Exercise material

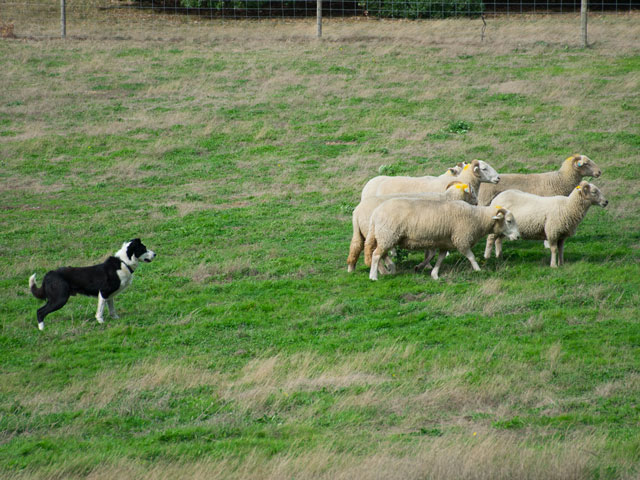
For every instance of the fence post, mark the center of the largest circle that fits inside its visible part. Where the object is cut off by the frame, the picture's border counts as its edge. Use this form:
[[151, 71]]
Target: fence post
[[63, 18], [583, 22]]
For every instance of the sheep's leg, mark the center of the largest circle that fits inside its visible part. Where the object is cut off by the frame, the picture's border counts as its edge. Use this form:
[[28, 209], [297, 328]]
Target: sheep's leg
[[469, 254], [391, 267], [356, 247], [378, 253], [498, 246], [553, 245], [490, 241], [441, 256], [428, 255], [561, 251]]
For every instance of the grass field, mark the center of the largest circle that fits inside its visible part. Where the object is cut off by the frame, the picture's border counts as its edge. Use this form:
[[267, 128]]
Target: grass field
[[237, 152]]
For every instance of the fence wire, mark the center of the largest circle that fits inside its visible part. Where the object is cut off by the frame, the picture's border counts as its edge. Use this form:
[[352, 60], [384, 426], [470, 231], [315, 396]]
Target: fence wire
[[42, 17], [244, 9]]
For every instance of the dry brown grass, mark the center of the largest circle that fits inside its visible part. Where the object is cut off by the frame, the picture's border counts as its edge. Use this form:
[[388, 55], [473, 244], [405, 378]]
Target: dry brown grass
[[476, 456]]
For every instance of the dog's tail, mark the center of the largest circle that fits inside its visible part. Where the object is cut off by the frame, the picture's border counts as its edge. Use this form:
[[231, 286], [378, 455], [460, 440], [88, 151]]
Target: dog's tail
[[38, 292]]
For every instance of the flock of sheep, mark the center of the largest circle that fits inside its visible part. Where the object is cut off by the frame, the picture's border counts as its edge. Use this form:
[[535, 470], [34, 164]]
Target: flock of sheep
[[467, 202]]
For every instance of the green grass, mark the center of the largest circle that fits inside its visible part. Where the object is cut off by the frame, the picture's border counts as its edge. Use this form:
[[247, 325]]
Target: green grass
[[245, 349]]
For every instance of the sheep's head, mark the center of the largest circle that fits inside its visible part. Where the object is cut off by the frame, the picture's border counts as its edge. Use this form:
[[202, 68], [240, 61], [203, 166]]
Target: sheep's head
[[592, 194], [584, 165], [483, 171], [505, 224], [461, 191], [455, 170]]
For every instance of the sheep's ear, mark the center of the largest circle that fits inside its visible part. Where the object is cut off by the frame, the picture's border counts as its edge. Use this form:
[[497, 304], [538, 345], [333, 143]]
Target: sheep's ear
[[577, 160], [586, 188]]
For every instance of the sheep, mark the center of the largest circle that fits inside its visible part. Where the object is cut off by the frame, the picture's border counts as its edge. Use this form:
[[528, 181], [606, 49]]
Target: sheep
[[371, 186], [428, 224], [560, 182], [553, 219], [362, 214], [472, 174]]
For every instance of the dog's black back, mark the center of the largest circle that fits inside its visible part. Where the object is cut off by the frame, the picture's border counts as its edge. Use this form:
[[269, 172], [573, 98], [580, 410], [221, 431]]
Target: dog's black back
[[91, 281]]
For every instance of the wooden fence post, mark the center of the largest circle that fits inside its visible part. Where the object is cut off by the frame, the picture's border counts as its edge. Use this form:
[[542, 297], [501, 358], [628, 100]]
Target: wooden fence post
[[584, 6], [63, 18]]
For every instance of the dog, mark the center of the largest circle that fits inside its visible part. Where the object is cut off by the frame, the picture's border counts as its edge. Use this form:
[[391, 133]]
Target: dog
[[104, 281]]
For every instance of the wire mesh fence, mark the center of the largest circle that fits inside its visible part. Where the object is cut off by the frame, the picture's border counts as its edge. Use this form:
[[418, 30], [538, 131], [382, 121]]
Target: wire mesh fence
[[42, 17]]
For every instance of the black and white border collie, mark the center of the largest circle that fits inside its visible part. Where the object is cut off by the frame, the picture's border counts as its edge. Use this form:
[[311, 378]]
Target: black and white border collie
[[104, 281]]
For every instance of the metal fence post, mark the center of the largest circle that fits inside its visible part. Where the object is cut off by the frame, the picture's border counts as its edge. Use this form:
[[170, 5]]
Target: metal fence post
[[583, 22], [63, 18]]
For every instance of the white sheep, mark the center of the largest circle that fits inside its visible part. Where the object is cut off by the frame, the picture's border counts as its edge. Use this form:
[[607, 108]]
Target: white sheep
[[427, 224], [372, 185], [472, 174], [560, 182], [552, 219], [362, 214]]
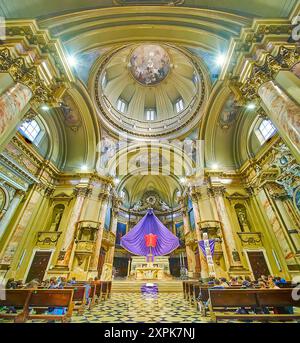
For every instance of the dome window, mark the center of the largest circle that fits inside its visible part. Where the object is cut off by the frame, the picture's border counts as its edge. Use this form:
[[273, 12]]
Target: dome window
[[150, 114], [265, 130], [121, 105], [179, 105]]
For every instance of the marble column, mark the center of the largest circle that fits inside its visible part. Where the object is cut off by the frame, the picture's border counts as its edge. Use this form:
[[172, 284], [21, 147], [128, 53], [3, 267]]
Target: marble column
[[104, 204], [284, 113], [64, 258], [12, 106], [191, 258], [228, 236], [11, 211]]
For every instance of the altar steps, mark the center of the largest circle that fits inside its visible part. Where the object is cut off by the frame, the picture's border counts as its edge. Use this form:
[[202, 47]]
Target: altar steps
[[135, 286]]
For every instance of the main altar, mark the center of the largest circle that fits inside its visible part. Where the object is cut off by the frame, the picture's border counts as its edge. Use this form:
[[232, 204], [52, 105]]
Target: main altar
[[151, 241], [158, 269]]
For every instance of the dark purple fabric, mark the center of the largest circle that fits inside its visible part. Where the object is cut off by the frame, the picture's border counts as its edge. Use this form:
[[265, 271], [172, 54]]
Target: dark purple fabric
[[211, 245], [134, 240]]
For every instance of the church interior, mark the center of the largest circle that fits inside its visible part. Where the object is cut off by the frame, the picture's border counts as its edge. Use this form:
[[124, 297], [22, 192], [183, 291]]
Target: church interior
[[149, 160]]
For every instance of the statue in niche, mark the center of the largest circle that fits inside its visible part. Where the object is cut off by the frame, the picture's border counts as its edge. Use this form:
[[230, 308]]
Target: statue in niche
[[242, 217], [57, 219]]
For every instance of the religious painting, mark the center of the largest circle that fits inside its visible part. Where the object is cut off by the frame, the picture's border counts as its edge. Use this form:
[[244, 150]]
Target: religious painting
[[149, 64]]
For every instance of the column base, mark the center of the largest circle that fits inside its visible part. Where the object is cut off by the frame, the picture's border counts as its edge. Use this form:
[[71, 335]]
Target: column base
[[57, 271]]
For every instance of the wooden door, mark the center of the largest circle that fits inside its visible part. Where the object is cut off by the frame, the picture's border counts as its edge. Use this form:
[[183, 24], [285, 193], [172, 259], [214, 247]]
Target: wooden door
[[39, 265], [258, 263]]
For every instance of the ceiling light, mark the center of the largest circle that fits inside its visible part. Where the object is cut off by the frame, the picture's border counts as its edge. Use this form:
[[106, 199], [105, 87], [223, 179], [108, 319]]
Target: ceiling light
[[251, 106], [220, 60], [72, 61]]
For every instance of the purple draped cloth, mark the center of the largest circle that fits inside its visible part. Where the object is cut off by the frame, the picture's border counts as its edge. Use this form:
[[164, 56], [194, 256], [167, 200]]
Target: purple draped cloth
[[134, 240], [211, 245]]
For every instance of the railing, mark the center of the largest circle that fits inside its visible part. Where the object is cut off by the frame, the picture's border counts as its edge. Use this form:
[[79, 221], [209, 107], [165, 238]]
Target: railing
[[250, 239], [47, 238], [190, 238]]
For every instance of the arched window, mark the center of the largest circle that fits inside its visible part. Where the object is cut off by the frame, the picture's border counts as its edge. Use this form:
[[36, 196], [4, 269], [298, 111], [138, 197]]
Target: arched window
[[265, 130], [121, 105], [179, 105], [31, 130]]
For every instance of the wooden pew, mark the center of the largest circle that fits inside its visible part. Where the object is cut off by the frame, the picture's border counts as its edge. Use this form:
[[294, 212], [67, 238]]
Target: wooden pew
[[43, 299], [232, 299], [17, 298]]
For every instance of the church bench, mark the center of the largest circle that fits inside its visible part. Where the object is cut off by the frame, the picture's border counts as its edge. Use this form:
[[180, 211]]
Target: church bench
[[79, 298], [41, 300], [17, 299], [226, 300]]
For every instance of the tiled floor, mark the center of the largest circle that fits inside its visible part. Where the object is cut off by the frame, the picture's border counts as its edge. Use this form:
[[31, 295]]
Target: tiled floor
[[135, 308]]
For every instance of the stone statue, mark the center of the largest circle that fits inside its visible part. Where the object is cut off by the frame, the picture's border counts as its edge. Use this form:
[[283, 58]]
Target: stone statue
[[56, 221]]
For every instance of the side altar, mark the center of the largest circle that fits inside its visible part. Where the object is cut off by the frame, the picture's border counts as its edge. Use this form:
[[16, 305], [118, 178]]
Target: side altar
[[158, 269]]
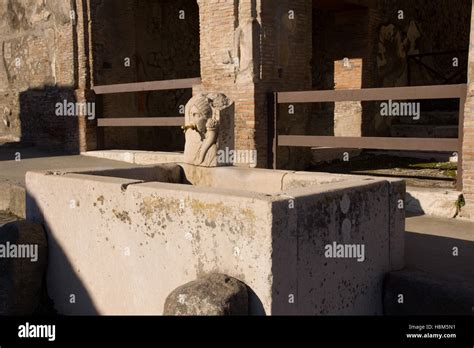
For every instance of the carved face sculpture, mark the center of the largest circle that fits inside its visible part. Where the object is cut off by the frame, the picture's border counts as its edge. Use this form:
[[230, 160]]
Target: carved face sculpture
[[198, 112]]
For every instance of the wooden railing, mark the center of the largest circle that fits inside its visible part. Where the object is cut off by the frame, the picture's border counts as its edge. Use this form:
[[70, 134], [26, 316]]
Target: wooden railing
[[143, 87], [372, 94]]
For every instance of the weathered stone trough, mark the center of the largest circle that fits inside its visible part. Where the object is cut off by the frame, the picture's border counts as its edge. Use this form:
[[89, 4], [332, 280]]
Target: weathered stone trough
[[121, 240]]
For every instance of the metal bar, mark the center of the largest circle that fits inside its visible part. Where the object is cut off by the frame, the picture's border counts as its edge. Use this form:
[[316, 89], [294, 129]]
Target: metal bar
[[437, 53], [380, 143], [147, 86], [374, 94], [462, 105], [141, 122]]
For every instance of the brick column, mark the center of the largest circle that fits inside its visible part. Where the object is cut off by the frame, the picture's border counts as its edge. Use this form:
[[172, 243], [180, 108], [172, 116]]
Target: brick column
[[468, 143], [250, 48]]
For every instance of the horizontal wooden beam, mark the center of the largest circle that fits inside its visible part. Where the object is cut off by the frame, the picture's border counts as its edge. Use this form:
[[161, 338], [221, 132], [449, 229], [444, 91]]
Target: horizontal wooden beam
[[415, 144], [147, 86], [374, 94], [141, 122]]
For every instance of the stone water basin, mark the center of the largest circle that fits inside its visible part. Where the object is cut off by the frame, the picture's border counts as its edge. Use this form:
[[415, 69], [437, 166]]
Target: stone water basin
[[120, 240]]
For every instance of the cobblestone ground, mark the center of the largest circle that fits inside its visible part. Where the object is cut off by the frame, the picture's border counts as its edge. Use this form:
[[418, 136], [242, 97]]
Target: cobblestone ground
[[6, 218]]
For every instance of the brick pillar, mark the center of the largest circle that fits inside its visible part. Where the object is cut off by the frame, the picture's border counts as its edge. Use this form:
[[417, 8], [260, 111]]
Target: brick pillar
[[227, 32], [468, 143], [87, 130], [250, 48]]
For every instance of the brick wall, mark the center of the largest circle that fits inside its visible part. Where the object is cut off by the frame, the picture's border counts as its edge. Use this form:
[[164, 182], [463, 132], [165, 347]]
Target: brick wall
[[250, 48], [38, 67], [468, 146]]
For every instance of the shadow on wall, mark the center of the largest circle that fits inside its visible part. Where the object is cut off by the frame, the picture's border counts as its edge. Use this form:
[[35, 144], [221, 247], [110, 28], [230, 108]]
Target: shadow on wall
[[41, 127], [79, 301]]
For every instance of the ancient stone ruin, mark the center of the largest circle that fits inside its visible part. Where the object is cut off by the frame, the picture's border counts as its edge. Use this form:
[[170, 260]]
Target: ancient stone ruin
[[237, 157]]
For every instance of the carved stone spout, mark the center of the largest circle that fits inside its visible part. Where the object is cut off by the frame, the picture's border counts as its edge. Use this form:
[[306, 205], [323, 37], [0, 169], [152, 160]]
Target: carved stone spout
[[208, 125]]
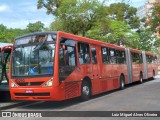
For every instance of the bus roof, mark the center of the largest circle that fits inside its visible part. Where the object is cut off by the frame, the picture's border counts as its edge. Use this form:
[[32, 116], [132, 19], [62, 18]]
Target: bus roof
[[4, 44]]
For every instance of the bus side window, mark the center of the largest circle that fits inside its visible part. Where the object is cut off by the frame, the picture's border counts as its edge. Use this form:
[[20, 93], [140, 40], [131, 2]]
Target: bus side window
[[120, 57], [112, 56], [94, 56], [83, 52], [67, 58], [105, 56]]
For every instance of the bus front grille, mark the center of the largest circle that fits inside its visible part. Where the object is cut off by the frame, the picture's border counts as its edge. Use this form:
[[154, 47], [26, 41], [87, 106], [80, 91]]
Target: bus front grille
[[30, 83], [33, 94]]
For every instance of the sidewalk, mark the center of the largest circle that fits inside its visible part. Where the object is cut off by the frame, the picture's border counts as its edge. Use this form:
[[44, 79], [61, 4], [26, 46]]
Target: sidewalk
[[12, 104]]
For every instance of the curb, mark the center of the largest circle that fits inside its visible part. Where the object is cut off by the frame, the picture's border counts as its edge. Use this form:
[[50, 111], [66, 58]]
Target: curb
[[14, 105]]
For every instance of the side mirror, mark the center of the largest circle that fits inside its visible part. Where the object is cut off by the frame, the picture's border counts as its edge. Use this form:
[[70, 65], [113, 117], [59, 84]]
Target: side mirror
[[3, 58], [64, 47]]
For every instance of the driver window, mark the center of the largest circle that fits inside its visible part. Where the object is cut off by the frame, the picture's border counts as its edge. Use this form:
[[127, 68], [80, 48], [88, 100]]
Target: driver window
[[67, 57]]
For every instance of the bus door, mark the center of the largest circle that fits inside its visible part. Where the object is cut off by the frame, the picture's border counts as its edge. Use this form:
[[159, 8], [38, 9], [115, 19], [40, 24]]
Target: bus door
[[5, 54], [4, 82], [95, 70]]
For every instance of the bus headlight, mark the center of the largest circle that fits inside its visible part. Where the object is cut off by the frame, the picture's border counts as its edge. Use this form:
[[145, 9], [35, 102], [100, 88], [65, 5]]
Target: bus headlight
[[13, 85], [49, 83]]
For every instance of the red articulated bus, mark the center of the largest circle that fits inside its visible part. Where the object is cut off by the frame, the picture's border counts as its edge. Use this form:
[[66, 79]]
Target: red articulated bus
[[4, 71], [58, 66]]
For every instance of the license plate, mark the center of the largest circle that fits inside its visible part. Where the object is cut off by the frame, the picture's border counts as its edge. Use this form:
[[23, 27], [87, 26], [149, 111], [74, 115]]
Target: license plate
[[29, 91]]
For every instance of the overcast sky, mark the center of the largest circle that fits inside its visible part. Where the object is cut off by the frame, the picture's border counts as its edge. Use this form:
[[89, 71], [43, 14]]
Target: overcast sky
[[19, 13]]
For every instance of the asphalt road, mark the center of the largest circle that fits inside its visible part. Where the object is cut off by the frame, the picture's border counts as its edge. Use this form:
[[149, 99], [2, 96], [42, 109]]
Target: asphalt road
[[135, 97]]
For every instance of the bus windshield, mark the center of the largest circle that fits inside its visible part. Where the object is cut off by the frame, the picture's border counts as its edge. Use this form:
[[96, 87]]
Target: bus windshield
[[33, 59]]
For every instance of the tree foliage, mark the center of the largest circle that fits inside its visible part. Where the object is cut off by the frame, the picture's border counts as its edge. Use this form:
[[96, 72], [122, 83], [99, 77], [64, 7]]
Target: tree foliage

Work to be completed
Reproduce only the lines above spanning from the line containing "Target: railing" through the line containing "[[36, 196], [4, 269], [298, 111], [138, 197]]", word for word.

Solution for this exercise
Target: railing
[[250, 239], [47, 238], [190, 238]]
For every instance of the arched window, mark the center of the largest circle that fits inside its visible part. Where the object is cut off by the frame, the picture's border counts as its edge. Use this form:
[[36, 196], [4, 269], [298, 111], [138, 197]]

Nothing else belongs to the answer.